| Task objective |
Write out every one of the items below word for word, changing nothing.
--
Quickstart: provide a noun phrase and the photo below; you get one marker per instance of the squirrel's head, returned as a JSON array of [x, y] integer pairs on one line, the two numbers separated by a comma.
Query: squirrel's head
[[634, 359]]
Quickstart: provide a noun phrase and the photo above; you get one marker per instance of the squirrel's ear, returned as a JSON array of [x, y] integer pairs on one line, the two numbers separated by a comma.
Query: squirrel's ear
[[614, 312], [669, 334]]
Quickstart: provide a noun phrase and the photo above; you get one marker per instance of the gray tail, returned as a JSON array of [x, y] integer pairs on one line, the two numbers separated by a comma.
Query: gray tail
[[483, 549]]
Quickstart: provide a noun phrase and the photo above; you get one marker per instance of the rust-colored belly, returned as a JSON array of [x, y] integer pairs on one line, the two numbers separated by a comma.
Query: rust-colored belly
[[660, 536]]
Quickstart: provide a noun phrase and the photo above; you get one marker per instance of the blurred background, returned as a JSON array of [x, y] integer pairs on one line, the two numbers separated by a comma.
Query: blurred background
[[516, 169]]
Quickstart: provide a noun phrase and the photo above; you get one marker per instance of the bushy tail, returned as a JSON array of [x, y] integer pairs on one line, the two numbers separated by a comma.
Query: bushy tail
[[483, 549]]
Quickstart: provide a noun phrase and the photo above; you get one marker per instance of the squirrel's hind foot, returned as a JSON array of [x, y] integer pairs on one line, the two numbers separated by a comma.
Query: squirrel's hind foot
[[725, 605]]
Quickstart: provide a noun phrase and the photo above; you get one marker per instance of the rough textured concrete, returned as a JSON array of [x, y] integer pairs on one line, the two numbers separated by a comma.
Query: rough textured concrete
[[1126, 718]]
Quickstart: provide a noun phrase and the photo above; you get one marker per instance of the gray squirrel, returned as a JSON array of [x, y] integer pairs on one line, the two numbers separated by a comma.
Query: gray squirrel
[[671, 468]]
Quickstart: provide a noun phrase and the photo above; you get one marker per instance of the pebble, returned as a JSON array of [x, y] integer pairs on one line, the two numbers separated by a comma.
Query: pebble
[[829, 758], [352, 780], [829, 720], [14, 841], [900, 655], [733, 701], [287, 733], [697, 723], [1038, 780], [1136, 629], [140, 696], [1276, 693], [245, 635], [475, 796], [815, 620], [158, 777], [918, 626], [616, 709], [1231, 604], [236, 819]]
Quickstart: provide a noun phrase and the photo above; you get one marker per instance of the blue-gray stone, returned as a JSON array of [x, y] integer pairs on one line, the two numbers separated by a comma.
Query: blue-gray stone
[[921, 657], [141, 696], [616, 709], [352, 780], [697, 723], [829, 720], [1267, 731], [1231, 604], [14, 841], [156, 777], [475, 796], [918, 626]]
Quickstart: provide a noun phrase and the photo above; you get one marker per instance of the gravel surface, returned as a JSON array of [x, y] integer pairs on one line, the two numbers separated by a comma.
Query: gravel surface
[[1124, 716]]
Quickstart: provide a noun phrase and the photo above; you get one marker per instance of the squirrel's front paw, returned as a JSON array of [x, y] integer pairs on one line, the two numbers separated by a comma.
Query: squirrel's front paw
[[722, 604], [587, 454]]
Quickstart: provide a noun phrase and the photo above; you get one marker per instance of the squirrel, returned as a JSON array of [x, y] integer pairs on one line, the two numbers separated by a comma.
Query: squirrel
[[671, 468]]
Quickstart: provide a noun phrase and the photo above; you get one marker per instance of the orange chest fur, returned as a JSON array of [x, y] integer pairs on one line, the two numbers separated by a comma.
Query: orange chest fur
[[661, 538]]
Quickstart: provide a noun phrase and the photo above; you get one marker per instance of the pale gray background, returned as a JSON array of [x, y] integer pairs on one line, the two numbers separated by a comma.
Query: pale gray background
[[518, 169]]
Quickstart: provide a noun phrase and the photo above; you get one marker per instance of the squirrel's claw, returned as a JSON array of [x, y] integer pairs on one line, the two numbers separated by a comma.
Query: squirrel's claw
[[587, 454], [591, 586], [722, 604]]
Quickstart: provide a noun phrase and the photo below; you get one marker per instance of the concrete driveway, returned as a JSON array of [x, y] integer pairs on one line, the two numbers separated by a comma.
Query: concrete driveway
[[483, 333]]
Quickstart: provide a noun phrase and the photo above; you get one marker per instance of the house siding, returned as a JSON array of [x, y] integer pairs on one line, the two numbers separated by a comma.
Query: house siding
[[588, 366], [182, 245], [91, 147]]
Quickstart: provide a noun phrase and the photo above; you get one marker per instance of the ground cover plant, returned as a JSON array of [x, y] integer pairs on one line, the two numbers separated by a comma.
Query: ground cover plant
--
| Written answer |
Quickstart: provide a noun phrase and the photo below; you get one marker per instance of the squirrel's head, returned as a JSON array of [x, y] integer pairs on one line, the two numbers separated by a comma.
Query: squirrel's head
[[634, 359]]
Quickstart: provide a noun phrase and the photo above; you get one marker per instance of the squirrel's ear, returned as a JSON array of [x, y] integer pairs on one line, the two numbers separated by a comma.
Query: squirrel's ear
[[614, 312], [669, 334]]
Quickstart: provide a noun phrase and the photo above; you get one marker per instance of the gray tail, returned as a JSON array of [x, y] integer pairs on one line, the two numbers separated by a comma.
Query: gray tail
[[483, 549]]
Quickstart: provide a noun phrase and the photo above; you get one marker per instance of the rust-colored belly, returned as a JSON array of [x, y] integer pairs on one line, the two numbers separated by a comma.
Query: rust-colored belly
[[660, 536]]
Quickstart: provide a noun phrase and the photo above; you get one marker per instance of the blurred background, returned as a JSON array of [x, y] integer pairs on one line, the two numbers separated by a comma.
Query: blurred background
[[516, 169]]
Quickstart: provide a noun phrase and the photo above; you get one marker per instance of the bushy tail, returned as a JSON array of [x, y] integer pairs on one line, the two numbers separated by a comma.
Query: bushy tail
[[483, 549]]
Quickstart: provide a noun phrase and the photo above; you get one marker per instance of the squirrel's hind foot, returned as a JSON array of [x, y] integer pairs on one line, the two numbers separated by a comma.
Query: squirrel's hind foot
[[725, 605]]
Quickstart: provide a noun phrase and the photo above; you get one marker per instance of the rough textured concrete, returned as a JSON array of [x, y] integer pairs on one line, the two numbers separated by a comma.
Query: rough textured concrete
[[1126, 718]]
Quickstart: provide a noun phrase and the photo above; you get one marker per instance of the gray squirrel, returned as a JSON array of [x, y] integer pairs on one line, the two numbers separated by a comma.
Query: gray squirrel
[[671, 468]]
Quickstart: provide a noun phrase and the photo above; you get one marker per instance of the pebble, returned as a JSON array of [x, y] integer pairs on one line, the two numbers separated by a comma.
Query: pebble
[[829, 758], [352, 780], [829, 720], [14, 841], [900, 655], [733, 701], [287, 733], [697, 723], [1038, 780], [1136, 629], [140, 696], [1276, 693], [245, 635], [475, 796], [815, 620], [158, 777], [918, 626], [616, 709], [1231, 604], [236, 819]]
Quickstart: provide a noun phrase and the photo above; you get one marker per instance of the blue-gray stone, returned as a JSON array of [x, y] integer pairs on one line, the two numbers separated by a comma.
Query: blue-gray stone
[[921, 657], [141, 696], [616, 709], [352, 780], [697, 723], [829, 720], [1267, 731], [1231, 604], [14, 841], [156, 777], [475, 796], [918, 626]]
Quickstart: provide a noun phrase and the photo above; you get one marker per instance of the gravel surface, returned as a JSON array of [x, y] integer pairs on one line, the two numbers separated by a comma.
Query: gravel surface
[[1124, 716]]
Quickstart: provide a noun phrase and the photo above; you get one marker per instance of the squirrel's front paw, returned as a JSON array of [x, y] integer pairs on one line, the two numbers separated by a comma.
Query: squirrel's front paw
[[722, 604], [587, 454]]
Quickstart: provide a noun phrase and the photo above; you get one marker per instance of the squirrel, returned as a JSON array of [x, y] integer pairs on one line, the two numbers separated by a comma.
Query: squirrel
[[671, 468]]
Quickstart: provide a noun phrase and the photo above; you get one marker per instance of the orange chest fur, returned as a JSON array of [x, y] integer pairs on one line, the two numbers separated by a comma.
Query: orange chest fur
[[661, 538]]
Quickstart: provide a noun phrase and the photo above; you get one marker per instance of the pale gray background, returned as a JSON array of [x, y] integer pairs on one line, the two numbers separated by a comma.
Query: pale gray background
[[518, 169]]
Quickstart: provide a noun phrase and the photo above; you get one marker per instance of the squirrel's claw, returned as a JSON array of [x, y] integer pairs on one line, the two numbers separated by a comma.
Query: squirrel's claw
[[587, 454], [591, 586], [722, 604]]
Quickstart: provide a noun phrase and the photo below; you get one marker per instance of the concrete driveway, returned as a JSON array of [x, y] integer pairs on one line, the two numbers separated by a comma.
Query: concrete driveway
[[483, 333]]
Quickstart: provide a noun phrase and the photo above; you get one marker per instance of the house siding, returned as a JSON array of [x, y] integer pairs on one line, the two numbers separated by a comma.
Query: house siding
[[588, 366], [182, 245], [91, 147]]
Quickstart: provide a noun phrase and the photo above; you get one marker per instance of the ground cover plant, returned as a JSON array of [x, y] integer pairs on one line, the two numbers separated by a comma.
Query: ground cover plant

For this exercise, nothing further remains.